■ AIM OF THE EXERCISE
Print the full listing once more, exactly as given.
+ + +
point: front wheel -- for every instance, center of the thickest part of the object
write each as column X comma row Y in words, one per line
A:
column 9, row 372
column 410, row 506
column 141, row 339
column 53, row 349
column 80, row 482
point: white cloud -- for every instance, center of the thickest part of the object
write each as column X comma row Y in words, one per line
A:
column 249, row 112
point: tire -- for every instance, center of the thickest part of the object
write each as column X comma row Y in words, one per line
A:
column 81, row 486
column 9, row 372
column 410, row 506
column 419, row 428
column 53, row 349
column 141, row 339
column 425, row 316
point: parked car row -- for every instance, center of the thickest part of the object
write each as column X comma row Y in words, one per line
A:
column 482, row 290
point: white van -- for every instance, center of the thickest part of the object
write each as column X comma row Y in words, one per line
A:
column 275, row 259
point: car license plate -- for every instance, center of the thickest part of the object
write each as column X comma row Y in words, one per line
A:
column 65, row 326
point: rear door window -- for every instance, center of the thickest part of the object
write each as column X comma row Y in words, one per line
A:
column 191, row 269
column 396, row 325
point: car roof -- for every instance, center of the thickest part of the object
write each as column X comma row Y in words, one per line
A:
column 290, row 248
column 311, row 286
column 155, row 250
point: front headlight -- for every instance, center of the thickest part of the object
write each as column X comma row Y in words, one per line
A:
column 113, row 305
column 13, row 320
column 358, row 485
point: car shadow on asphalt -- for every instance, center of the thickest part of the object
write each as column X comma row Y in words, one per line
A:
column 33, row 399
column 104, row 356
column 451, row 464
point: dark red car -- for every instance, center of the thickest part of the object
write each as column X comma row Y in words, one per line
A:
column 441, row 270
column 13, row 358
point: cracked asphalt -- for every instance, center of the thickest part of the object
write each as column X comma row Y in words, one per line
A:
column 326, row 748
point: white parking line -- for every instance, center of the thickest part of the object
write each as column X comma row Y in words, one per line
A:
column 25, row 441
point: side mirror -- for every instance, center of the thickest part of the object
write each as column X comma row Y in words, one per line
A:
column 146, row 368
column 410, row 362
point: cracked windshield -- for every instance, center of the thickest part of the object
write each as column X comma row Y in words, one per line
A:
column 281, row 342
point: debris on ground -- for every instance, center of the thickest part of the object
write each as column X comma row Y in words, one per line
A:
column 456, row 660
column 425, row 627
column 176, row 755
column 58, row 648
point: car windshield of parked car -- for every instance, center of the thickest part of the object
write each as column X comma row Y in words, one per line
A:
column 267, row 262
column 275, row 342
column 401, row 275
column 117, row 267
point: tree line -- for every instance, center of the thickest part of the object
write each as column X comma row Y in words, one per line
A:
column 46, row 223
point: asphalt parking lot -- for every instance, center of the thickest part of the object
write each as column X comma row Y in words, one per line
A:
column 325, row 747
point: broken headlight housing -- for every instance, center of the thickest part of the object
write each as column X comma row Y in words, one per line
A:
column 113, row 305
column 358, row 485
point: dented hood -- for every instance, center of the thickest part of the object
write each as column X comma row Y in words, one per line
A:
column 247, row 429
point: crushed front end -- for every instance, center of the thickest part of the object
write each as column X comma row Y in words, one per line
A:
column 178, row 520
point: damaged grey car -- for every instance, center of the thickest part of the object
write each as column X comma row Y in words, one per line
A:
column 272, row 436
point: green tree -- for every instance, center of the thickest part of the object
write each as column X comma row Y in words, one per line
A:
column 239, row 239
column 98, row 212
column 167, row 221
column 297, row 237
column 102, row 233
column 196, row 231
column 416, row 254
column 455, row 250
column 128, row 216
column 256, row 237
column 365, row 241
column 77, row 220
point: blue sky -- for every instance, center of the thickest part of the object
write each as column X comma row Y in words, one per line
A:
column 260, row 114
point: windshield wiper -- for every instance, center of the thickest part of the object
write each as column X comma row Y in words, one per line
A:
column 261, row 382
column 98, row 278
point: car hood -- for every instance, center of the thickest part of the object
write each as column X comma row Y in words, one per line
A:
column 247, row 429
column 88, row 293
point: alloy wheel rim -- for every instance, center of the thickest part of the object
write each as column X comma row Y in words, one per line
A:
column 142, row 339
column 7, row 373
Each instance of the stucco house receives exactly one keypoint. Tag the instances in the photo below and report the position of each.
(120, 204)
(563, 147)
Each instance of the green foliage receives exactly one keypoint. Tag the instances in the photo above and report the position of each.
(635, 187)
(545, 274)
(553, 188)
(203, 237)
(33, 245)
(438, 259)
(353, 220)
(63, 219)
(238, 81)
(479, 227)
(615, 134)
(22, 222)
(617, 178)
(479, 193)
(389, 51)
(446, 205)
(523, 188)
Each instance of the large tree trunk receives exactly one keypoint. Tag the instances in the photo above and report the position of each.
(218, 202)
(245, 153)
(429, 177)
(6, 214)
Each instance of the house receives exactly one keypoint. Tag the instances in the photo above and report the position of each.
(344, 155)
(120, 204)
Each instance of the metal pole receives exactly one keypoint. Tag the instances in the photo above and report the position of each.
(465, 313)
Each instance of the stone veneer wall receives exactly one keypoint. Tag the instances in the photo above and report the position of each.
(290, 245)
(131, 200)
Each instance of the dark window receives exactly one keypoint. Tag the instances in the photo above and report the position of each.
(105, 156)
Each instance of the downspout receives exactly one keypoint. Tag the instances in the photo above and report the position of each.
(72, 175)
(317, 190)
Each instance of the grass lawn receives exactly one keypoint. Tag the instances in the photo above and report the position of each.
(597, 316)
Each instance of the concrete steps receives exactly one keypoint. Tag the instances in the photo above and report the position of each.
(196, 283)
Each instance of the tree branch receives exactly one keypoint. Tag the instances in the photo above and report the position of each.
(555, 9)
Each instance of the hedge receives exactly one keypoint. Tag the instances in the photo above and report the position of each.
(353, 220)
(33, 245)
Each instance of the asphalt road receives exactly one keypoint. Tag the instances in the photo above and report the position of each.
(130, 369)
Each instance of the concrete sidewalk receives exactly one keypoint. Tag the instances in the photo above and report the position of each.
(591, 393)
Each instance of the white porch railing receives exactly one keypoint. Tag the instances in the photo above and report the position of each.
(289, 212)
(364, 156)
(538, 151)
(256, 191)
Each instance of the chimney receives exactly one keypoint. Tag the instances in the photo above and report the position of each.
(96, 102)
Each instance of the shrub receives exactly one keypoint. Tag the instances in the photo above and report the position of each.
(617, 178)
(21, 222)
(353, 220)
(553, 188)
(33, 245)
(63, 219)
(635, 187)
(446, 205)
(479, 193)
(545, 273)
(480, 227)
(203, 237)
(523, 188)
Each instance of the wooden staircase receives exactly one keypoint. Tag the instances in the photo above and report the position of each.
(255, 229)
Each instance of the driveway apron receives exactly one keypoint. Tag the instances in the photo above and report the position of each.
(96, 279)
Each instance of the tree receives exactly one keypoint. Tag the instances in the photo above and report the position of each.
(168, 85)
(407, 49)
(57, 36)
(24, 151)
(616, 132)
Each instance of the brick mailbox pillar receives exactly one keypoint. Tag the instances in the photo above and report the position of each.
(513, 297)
+ + +
■ TASK RESULT
point: front wheel -- for every instance, center of the thickest part of the object
write each as column X comma row Y in words, one per line
A:
column 9, row 372
column 410, row 506
column 141, row 339
column 53, row 349
column 80, row 482
point: white cloud -- for every instance, center of the thickest part of the object
write each as column X comma row Y in words, one per line
A:
column 249, row 112
point: tire -- for every instance, center of the thickest part of the object
write each as column X comma row Y in words, one per line
A:
column 81, row 486
column 9, row 372
column 410, row 506
column 419, row 428
column 53, row 349
column 141, row 339
column 425, row 316
point: parked car row -- for every instance, center of the thickest part of the object
write each as column X comma row Y in words, one per line
A:
column 482, row 290
point: white van -- for every instance, center of the thickest part of the object
write each as column X comma row Y in words, one per line
A:
column 275, row 259
point: car license plate -- for every instance, center of the thickest part of the object
write each as column X comma row Y in words, one per line
A:
column 65, row 326
point: rear door window -- for every instance, center of the thickest part of the object
write each as column X comma row Y in words, one per line
A:
column 191, row 269
column 396, row 325
point: car roof -- for every instance, center of the thickest part of the object
write each as column X comma row Y in words, one per line
A:
column 290, row 248
column 311, row 286
column 155, row 250
point: front headlight -- for every instance, center of the thickest part of the object
write each as column X comma row Y in words, one per line
A:
column 113, row 305
column 13, row 320
column 358, row 485
point: car shadow on asphalt -- for every instance, center of the thickest part of the object
write each as column X comma row Y in words, one per line
A:
column 33, row 399
column 104, row 356
column 451, row 464
point: dark red car -- for every instance, center of the thickest part of the object
write each as column X comma row Y in words, one per line
A:
column 441, row 270
column 13, row 358
point: cracked asphalt -- for every instance, center of the thickest part of the object
write each as column X comma row Y in words, one per line
A:
column 326, row 748
point: white parking line -- for every instance, center of the thickest part of the object
write each as column X comma row Y in words, one per line
A:
column 25, row 441
point: side mirror -- for every instance, center of the thickest part of the object
write each as column X comma row Y in words, one per line
A:
column 146, row 368
column 410, row 362
point: cracked windshield -- for every instance, center of the thickest part of the object
write each as column X comma row Y in words, one per line
A:
column 281, row 342
point: debris on ground -- for every instance, center of the thickest part of the object
write each as column X comma row Y in words, one per line
A:
column 456, row 660
column 425, row 627
column 176, row 755
column 58, row 648
point: car windshield of parked car -- for every instance, center of the thickest part of the object
write each as column X comma row Y in words, one per line
A:
column 267, row 262
column 275, row 342
column 401, row 275
column 117, row 267
point: tree line -- for every instance, center of the thickest part of the object
write each as column X comma row Y in words, one per line
A:
column 46, row 223
point: asphalt parking lot -- for every instance, center of the thickest part of the object
write each as column X comma row Y in words, one per line
A:
column 325, row 747
point: broken headlight housing -- for every instance, center of the thickest part of the object
write each as column X comma row Y in words, one per line
A:
column 113, row 305
column 358, row 485
point: dented hood -- for every instance, center of the thickest part of the object
write each as column X comma row Y in words, one per line
A:
column 247, row 429
point: crushed front end -- for every instance, center of the thickest part of the object
write each as column X comma row Y in words, one per line
A:
column 178, row 520
point: damaged grey car -- for every instance, center of the thickest part of the object
write each as column X comma row Y in words, one per line
A:
column 272, row 436
point: green tree -- for every instance, center of the thickest part of the object
write each as column X comma row Y in words, one per line
A:
column 239, row 239
column 98, row 212
column 167, row 221
column 297, row 237
column 102, row 233
column 196, row 231
column 416, row 254
column 455, row 250
column 128, row 216
column 256, row 237
column 365, row 241
column 77, row 220
point: blue sky -- for every instance, center of the thickest part of the object
write each as column X comma row Y in words, one per line
A:
column 260, row 114
point: windshield wiper -- for every instance, center of the thickest part of the object
write each as column X comma row Y in words, one per line
A:
column 261, row 382
column 98, row 278
point: car hood -- for every instance, center of the thickest part of the object
write each as column X comma row Y in words, one per line
A:
column 247, row 429
column 88, row 293
point: alloy wheel rim -- for every instance, center of the thickest part of the object
write each as column X comma row Y in words, one per line
A:
column 142, row 339
column 7, row 373
Each instance of the stucco house receives exactly one keypoint. Tag the instances in the photo below and report the position of each.
(120, 204)
(563, 147)
Each instance of the green foliage receives exactly one keypoint. Tag the instances in the photo above and report the position of each.
(635, 187)
(545, 274)
(553, 188)
(203, 237)
(33, 245)
(438, 259)
(353, 220)
(63, 219)
(238, 81)
(479, 227)
(615, 134)
(22, 222)
(617, 178)
(479, 193)
(389, 51)
(446, 205)
(523, 188)
Each instance of the large tree trunk receives exactly one keypoint. Tag the instances in the photo above and report the position of each.
(218, 202)
(245, 153)
(429, 177)
(6, 214)
Each instance of the house receives exactly one keypoint. Tag the instances in the photo above and report the position of each.
(344, 155)
(120, 204)
Each instance of the metal pole receives exactly one keypoint. Tag the instances in the photo above and report the position of each.
(465, 313)
Each instance of the stone veneer wall receives exactly one keypoint. Tag the instances in the photo above and report the position of each.
(290, 245)
(131, 200)
Each instance of the dark window receives exactly one keypoint. Tag the instances in the photo above and report the position of each.
(105, 156)
Each instance of the downspout receives exactly one keypoint. Tag the instances in the photo above and report the position of each.
(72, 175)
(317, 190)
Each instance of the grass lawn receives exactly one keypoint. Tag the instances in the photo above and report the position of each.
(597, 316)
Each instance of the concrete steps receives exactly one keypoint. Tag the instances in the photo above and report the position of each.
(196, 283)
Each instance of the tree branch receives exactly one keypoint. Tag the instances in the photo above and report the position of each.
(555, 9)
Each instance of the hedge receives exactly one keypoint. Tag the instances in the photo above and report the position of each.
(353, 220)
(33, 245)
Each instance of the asphalt road receives exactly one keypoint. Tag the instances in the photo above and report the position of each.
(130, 369)
Each instance of the concrete sidewalk receives exactly one keypoint. Tag the instances in the photo above and report the position of each.
(591, 393)
Each instance of the white porch railing receives exactly one keypoint. Tag the instances in the photo above and report the position of each.
(289, 212)
(364, 156)
(538, 151)
(256, 191)
Each instance of the chimney receives exactly one keypoint. Tag the instances in the photo above and report the position of each.
(96, 102)
Each instance of the shrub receives exactly one keypoint. Tag the instances in the photo above and report the position of each.
(617, 178)
(21, 222)
(353, 220)
(553, 188)
(33, 245)
(63, 219)
(635, 187)
(446, 205)
(479, 193)
(545, 273)
(480, 227)
(203, 237)
(523, 188)
Each instance of the wooden staircase receives exactly one keypoint. Tag the instances in the photo above and report the position of each.
(255, 229)
Each instance of the driveway apron receives exactly one keypoint. Tag the instances in the photo above and report the position of each.
(96, 279)
Each instance of the tree receives exactly one keypoint. Tag the instances in the photo above and report the position of each.
(168, 85)
(407, 49)
(57, 36)
(24, 151)
(616, 132)
Each instance of the brick mailbox pillar receives exactly one keypoint. Tag the instances in the photo above and report the position of each.
(513, 297)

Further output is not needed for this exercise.